■ Problem requirements:
Starting at the line that contains "form (317, 144).", print every remaining line of the entries, unchanged, and output nothing more.

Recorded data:
○ ○ ○
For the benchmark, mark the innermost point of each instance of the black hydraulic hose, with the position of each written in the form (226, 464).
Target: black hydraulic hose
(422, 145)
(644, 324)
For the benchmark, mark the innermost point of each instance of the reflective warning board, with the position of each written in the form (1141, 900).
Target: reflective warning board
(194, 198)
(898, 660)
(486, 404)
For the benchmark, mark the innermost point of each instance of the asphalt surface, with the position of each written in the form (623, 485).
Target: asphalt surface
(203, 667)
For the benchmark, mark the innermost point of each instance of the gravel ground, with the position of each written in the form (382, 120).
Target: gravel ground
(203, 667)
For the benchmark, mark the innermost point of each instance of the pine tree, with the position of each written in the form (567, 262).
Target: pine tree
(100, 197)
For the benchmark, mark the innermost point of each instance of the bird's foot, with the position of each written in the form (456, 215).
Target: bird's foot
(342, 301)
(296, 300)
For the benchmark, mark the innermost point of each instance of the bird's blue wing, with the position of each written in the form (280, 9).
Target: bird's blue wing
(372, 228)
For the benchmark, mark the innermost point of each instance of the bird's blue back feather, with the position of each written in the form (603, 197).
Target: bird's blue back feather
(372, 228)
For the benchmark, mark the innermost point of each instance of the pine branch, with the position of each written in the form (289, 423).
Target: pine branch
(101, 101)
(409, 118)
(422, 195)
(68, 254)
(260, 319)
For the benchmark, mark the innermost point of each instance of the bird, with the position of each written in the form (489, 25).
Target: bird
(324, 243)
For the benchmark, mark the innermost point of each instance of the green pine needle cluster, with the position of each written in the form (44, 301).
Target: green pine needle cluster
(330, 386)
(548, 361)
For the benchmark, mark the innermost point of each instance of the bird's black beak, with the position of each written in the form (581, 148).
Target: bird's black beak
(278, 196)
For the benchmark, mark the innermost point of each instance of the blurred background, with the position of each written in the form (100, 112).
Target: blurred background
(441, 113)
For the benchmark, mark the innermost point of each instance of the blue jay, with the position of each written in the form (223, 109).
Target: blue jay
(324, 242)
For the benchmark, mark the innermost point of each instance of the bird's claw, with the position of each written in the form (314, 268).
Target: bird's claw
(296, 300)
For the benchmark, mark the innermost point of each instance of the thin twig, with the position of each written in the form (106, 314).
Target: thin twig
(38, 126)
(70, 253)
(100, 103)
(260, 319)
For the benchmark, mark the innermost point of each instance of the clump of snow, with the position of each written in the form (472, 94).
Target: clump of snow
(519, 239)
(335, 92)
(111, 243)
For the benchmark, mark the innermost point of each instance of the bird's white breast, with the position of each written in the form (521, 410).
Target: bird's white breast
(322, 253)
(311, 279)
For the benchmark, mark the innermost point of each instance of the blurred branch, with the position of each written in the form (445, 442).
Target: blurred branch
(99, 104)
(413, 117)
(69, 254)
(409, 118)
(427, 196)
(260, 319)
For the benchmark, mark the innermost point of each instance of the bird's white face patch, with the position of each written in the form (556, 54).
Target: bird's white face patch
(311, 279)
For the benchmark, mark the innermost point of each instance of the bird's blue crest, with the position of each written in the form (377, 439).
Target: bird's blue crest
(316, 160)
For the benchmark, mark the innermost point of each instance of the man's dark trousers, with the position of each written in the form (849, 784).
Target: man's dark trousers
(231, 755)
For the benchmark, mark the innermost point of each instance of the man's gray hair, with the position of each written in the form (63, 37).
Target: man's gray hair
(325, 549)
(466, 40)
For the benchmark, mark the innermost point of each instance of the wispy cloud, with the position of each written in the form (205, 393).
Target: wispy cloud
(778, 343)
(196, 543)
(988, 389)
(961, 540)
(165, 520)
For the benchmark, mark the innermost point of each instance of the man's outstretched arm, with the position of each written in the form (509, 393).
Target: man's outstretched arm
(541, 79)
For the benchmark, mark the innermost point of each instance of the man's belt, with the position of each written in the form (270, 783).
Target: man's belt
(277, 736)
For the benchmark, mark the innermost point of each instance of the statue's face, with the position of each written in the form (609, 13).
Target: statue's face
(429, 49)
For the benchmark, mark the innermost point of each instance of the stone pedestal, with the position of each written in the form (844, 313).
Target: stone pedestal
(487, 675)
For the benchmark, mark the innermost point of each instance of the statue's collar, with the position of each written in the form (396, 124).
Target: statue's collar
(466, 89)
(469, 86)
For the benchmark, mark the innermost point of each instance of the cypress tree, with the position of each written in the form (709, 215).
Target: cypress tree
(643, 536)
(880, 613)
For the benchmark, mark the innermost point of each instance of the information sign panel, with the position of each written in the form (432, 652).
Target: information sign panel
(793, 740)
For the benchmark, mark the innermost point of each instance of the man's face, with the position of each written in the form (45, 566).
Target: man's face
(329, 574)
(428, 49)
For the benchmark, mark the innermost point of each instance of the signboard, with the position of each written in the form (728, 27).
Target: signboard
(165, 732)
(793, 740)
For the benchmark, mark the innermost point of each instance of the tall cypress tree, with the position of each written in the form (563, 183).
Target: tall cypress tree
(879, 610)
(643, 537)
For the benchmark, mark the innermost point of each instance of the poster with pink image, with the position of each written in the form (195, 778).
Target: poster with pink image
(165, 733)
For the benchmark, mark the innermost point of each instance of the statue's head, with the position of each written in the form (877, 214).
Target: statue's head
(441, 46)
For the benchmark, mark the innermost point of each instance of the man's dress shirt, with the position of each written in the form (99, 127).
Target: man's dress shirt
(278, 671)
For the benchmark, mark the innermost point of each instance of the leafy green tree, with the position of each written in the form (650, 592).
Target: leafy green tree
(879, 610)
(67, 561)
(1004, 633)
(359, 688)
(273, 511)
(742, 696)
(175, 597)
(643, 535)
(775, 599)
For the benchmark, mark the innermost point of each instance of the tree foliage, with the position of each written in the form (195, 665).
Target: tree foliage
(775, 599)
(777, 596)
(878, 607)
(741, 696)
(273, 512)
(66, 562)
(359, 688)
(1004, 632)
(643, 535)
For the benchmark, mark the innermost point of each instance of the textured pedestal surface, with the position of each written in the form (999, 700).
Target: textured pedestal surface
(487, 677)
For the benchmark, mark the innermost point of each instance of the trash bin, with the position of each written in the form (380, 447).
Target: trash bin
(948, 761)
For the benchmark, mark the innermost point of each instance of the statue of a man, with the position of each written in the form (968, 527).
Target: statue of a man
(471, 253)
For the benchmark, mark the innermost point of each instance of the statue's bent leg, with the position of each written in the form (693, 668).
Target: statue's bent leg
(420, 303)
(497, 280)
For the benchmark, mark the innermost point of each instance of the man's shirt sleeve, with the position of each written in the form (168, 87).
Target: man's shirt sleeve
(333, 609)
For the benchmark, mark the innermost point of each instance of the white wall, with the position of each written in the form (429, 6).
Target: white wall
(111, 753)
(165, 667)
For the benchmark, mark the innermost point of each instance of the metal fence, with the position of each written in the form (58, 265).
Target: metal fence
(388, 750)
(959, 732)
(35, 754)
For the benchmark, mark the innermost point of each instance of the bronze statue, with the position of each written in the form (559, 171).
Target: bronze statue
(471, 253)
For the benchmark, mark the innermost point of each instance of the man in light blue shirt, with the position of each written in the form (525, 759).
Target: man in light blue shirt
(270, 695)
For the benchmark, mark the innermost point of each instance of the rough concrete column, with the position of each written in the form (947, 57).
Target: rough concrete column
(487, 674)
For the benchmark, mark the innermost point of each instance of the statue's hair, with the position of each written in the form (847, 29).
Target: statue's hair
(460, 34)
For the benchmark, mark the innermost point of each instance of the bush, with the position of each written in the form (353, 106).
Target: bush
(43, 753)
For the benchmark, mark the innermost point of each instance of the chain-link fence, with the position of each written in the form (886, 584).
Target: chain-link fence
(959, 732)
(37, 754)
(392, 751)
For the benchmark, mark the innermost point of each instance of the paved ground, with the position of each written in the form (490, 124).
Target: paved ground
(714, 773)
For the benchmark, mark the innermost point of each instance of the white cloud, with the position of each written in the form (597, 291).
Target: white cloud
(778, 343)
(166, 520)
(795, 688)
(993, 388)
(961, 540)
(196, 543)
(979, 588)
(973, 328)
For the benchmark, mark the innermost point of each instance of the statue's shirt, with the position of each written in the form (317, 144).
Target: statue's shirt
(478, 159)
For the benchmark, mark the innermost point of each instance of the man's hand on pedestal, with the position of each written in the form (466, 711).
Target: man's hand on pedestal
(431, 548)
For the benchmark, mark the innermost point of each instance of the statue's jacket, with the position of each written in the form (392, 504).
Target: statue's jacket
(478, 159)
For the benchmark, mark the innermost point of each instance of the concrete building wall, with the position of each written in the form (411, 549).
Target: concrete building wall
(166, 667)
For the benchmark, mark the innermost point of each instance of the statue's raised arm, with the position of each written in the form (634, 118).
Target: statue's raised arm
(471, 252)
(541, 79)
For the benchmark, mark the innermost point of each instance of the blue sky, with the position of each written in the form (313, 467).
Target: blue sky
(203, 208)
○ ○ ○
■ Solution to the problem:
For the benchmark, mark the innermost point of each instance of the statue's shirt, with the position of each written in the form (317, 144).
Target: statue's shirt
(478, 159)
For the benchmark, mark the innermost point of each instance of the man's hand on pedestal, with the position of each written in the form (466, 711).
Target: man's hand on pedestal
(431, 548)
For the benchmark, mark the innermost point of each instance of the statue's jacket, with the position of each written in the form (392, 504).
Target: statue's jacket
(478, 159)
For the benchmark, mark the innermost point of each instance of the concrete building wall, with the position of each written in the form (411, 549).
Target: concrete building wall
(166, 667)
For the benchmark, mark the innermost point of each instance of the statue's raised arm, with the position of each written in the form (634, 118).
Target: statue's raised arm
(471, 252)
(541, 79)
For the benchmark, mark the innermost point of each instance of the blue sky, with the position of each written in the form (313, 467).
Target: blue sky
(203, 208)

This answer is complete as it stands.